» **Problem statement**:
Edit the lines that begin at the one containing "Where can the yellow bollard" and end after the one containing "(1174, 181)". Change "yellow bollard post" to "concrete bollard", keep everything else unchanged, and return only those lines.

» **Data for processing**:
-- BEGIN --

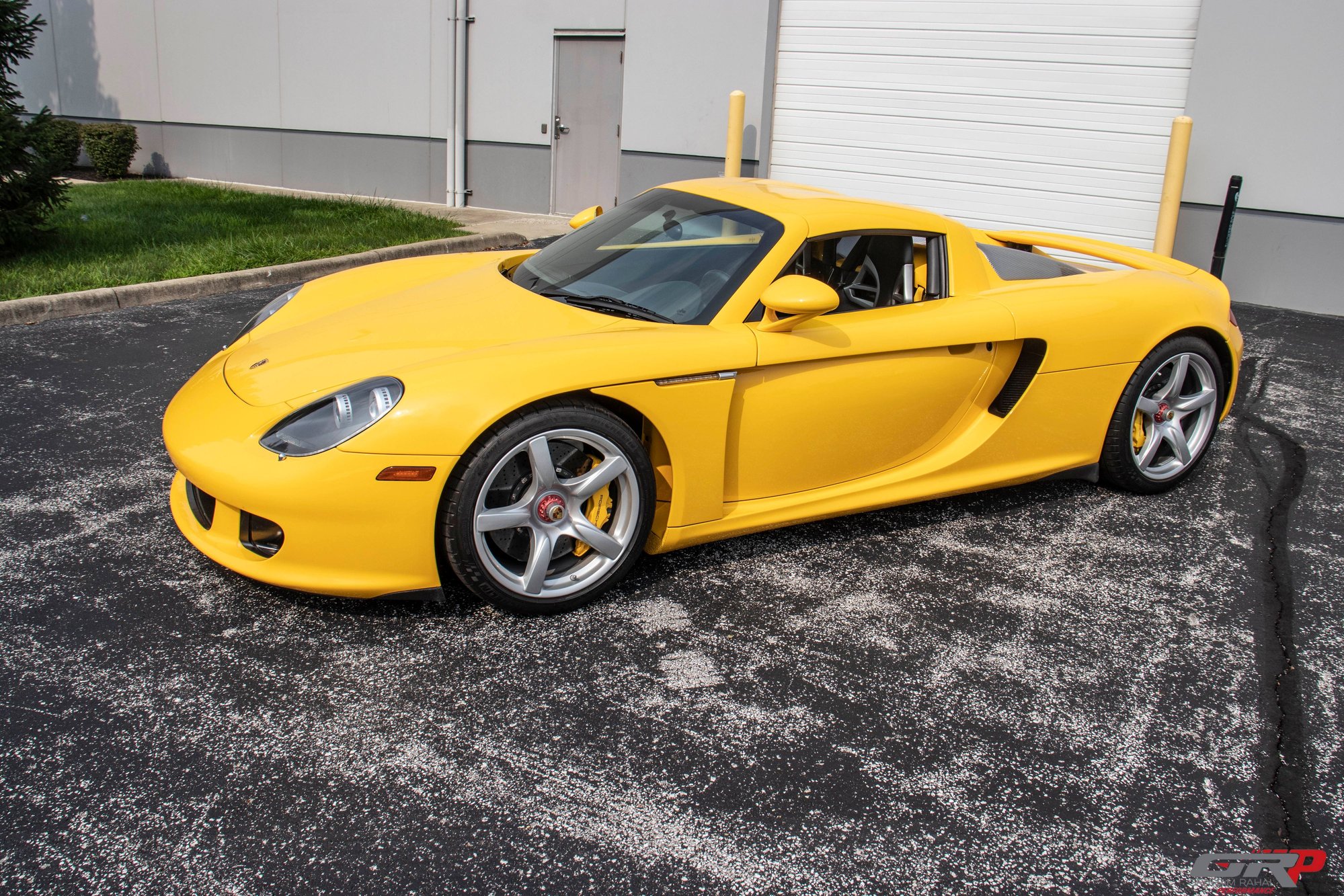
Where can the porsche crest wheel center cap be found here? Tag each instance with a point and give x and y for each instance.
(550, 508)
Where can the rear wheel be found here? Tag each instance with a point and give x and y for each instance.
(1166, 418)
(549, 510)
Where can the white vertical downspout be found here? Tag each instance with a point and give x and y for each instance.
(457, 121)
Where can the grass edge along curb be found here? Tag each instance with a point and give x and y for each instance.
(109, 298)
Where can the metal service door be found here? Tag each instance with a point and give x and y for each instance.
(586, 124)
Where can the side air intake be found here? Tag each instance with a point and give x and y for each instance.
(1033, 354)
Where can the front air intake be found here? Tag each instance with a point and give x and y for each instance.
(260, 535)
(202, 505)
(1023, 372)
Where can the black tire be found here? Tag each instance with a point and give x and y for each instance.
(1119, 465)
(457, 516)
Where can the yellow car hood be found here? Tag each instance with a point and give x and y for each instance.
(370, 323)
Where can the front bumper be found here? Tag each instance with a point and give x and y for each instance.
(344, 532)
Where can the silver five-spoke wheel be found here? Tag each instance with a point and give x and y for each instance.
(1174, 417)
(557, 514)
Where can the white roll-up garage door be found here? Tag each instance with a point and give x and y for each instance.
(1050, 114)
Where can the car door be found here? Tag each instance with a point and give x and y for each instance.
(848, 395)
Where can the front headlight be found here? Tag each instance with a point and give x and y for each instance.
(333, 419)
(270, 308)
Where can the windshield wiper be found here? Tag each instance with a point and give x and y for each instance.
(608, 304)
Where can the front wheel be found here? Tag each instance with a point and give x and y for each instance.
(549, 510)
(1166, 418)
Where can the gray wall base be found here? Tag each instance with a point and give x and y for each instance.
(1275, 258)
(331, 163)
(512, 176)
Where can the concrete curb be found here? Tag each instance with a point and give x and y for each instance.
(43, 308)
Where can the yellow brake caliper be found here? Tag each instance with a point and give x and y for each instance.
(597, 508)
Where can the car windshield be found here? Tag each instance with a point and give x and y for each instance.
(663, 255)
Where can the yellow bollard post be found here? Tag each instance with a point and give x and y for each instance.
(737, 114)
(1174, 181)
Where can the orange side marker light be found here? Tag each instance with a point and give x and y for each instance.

-- END --
-- BEGIN --

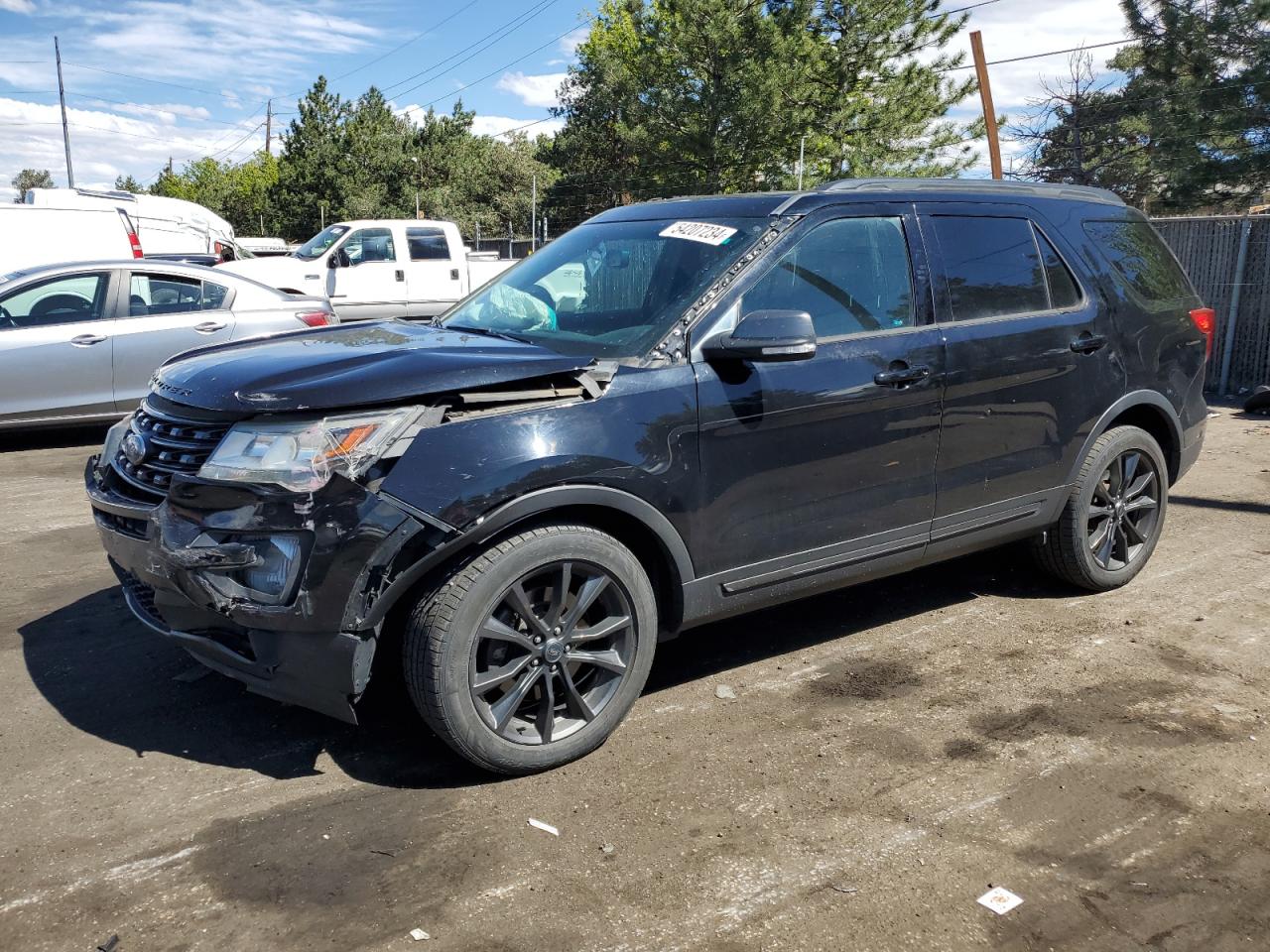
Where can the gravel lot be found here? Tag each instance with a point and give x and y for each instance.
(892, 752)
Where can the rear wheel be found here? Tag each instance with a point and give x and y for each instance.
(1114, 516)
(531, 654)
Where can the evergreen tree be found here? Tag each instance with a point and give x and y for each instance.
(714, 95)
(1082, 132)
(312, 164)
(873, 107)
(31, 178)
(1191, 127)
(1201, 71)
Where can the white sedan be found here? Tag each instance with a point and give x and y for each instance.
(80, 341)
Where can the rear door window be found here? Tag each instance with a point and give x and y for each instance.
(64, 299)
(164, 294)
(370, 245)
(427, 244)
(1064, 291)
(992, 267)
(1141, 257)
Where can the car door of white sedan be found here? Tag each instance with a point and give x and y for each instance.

-- END --
-- BEGIN --

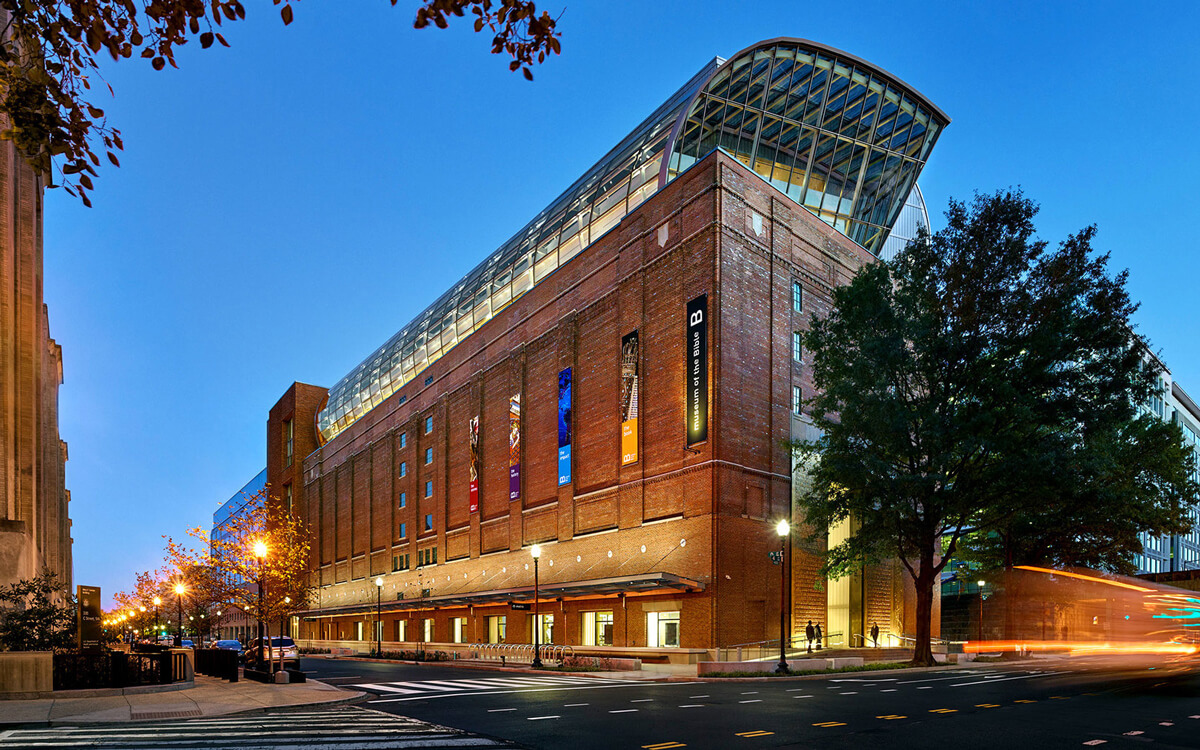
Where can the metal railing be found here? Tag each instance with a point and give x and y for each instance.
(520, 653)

-- END --

» **Exercise output**:
Where can the concrete bollard be found here? Tag each instance with a point and give x and y for each instance.
(737, 114)
(1174, 181)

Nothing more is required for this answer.